*AIM OF THE EXERCISE*:
Your job is to restate each entry word for word.

Saved entries
BEGIN

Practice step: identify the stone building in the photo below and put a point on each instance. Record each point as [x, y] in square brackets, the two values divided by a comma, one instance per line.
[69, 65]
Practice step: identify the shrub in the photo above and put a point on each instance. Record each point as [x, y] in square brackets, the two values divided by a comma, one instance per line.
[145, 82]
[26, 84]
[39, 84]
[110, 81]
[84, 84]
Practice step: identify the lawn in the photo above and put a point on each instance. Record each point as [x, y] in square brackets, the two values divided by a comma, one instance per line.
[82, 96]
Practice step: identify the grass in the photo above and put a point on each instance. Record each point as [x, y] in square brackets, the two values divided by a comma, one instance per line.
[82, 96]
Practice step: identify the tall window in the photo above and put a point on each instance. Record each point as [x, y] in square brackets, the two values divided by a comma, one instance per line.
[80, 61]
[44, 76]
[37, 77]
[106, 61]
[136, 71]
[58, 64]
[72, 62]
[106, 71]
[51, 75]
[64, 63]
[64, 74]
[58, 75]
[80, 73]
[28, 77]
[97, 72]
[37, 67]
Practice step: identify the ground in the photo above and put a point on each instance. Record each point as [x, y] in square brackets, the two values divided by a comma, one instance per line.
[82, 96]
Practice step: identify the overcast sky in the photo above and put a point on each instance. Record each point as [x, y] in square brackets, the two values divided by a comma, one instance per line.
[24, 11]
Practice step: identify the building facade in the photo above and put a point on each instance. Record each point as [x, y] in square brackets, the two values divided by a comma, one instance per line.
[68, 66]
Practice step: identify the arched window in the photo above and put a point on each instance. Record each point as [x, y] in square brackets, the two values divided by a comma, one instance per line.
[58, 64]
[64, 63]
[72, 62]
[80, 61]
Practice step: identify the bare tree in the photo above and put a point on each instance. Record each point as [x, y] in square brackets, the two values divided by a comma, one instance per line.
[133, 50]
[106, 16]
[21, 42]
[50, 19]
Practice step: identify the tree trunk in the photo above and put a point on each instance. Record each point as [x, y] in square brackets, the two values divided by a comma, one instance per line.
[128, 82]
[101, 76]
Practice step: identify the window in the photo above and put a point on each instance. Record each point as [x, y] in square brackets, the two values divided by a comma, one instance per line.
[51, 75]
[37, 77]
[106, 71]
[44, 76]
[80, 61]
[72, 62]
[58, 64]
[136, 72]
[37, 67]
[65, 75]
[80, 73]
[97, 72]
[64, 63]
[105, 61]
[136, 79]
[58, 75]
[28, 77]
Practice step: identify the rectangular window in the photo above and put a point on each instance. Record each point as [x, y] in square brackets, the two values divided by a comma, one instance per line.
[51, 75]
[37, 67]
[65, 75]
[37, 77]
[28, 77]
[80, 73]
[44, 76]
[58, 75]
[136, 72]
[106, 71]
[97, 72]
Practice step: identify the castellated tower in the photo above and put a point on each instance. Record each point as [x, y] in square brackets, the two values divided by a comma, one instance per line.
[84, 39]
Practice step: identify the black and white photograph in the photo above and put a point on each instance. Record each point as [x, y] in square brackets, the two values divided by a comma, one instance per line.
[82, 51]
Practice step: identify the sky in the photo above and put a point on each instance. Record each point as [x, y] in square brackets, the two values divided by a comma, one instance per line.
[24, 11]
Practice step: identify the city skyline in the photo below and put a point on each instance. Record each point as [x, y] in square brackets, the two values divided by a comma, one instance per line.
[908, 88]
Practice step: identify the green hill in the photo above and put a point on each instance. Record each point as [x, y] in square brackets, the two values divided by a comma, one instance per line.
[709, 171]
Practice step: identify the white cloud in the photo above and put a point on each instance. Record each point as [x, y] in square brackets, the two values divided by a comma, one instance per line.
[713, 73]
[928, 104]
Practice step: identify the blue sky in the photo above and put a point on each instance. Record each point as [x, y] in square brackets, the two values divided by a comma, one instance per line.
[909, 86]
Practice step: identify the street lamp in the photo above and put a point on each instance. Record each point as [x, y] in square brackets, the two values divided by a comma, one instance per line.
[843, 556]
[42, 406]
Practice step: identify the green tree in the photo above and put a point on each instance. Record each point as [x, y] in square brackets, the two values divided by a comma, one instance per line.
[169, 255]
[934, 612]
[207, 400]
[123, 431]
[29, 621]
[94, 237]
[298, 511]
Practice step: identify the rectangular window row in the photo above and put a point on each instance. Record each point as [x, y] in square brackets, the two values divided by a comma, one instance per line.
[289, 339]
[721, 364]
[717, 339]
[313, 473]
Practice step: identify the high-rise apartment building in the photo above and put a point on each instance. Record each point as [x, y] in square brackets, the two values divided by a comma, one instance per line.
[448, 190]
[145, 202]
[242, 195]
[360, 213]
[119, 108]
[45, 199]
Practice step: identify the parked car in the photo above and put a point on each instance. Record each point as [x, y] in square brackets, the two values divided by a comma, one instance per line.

END

*RESPONSE AREA*:
Practice step: identify the stone building in the photo below and put a point on each instance. Record each point as [x, y] in square brackets, the two values divided by a comma, one instance per line.
[69, 65]
Practice step: identify the shrub in the photo above and put a point on each instance. Record each point as [x, y] in square brackets, the two values divided by a comma, one instance per line.
[145, 82]
[26, 84]
[39, 84]
[110, 81]
[84, 84]
Practice step: identify the lawn in the photo above and put a point on each instance. Record each point as [x, y] in square brackets, the two values divided by a comma, one instance per line.
[82, 96]
Practice step: identify the grass in the photo above and put a point on each instance. Record each point as [x, y] in square brackets, the two values divided by a comma, one instance per line.
[82, 96]
Practice step: identify the tall window in the photo above and put a point on each instance. Record each point as [x, y] in square brackets, the two values divided by a comma, one instance per line.
[80, 61]
[44, 76]
[37, 77]
[106, 61]
[136, 71]
[58, 64]
[72, 62]
[106, 71]
[51, 75]
[64, 63]
[64, 74]
[58, 75]
[80, 73]
[28, 77]
[97, 72]
[37, 67]
Practice step: identify the ground in the photo above and put a point on each instance. Record each point as [x, y] in square brackets, the two values divided by a comma, one instance per line.
[82, 96]
Practice step: identify the overcast sky in the photo above and put a point on each instance. Record each point as [x, y] in square brackets, the two values divided by a comma, one instance per line.
[24, 11]
Practice step: identify the building facade in the photo above and put a point on each instance. Record each point as [x, y] in square brackets, the two values divided by a comma, one instance per line.
[68, 66]
Practice step: identify the arched window in the photo above and put a point on each instance. Record each point as [x, y] in square brackets, the two values divided by a comma, one instance per line.
[58, 64]
[64, 63]
[72, 62]
[80, 61]
Practice step: identify the bare tree in the photo above and put a point on each instance. Record each point as [x, y] in square brackets, the two values divided by a comma, one instance per line.
[133, 50]
[106, 16]
[21, 42]
[50, 19]
Practice step: identify the tree trunk in the photo above and put a point on each instance. Record each point as [x, y] in square brackets, the two values divided by a comma, one instance per line.
[128, 82]
[101, 76]
Practice step: identify the window in the photo above and put a point on each instance. Record each point as [x, y] in square brackets, the two values divided by a comma, one instance per line.
[51, 75]
[37, 77]
[106, 71]
[44, 76]
[80, 61]
[72, 62]
[58, 64]
[136, 72]
[37, 67]
[65, 75]
[80, 73]
[97, 72]
[64, 63]
[105, 61]
[136, 79]
[58, 75]
[28, 77]
Practice step: identify the rectangular window in the photo above and put a point on each instance. Record each point as [x, y] in square brackets, the two values divided by a comma, one instance per line.
[51, 75]
[37, 67]
[65, 75]
[37, 77]
[28, 77]
[80, 73]
[44, 76]
[58, 75]
[136, 72]
[106, 71]
[97, 72]
Practice step: identify the castellated tower in the photo above and put a point on each instance. Record each point as [x, y] in square brackets, the two values divided by a comma, one instance per line.
[84, 39]
Practice step: identify the black and white photograph in the photo above and put a point on each instance. Record each point as [x, y] in square brackets, the two values divided by a comma, one instance per line.
[82, 51]
Practice step: identify the sky in the photo above and put a point on each instance. Record each point as [x, y] in square brackets, the two values divided by a comma, one instance per line.
[24, 11]
Practice step: identify the city skyline in the photo below and put a point on each instance. Record each point as [x, y] in square brackets, the two values divided by a comma, one instance per line.
[908, 88]
Practice step: identify the green hill in the photo above and put a point on each instance. Record each point as [x, y] in square brackets, the two values divided by a comma, one instance per line.
[709, 171]
Practice step: identify the white cloud in the photo above and put a point on each instance. Record each point as [x, y] in square brackets, the two values divided by a comma, one instance per line.
[713, 73]
[928, 104]
Practice step: identify the blue sky in the photo above and put a point on each instance. Record each point as [x, y] in square brackets, the two values divided by a comma, one instance per line.
[909, 86]
Practice step: identify the street lamp in the photo above and put a point on each instance. Record each point as [x, y] in square brackets, the two values divided by a comma, one instance per line.
[843, 556]
[42, 406]
Practice step: identify the green tree in the photo above and put a point on each instance. Record each point as [x, y] in square brackets, the two values divided by a comma, one instance per line.
[169, 255]
[934, 612]
[207, 400]
[123, 431]
[29, 621]
[94, 237]
[298, 511]
Practice step: identify the rectangular window row in the photo above and put a point on each instance. Record each point as [x, y] in square brackets, the two values divided by a comma, one instance per line.
[289, 339]
[721, 364]
[717, 339]
[313, 473]
Practice step: identify the high-rise apartment building in the photo above and put a point on each instance. Record each point as [x, y] in square brackets, the two values divided by a comma, one instance per line.
[448, 190]
[145, 202]
[242, 195]
[360, 213]
[119, 108]
[45, 199]
Practice step: identify the parked car in the photo above and put a point on each instance. Record each point as [x, y] in square brackets, the two values divided by a comma, one instance per line.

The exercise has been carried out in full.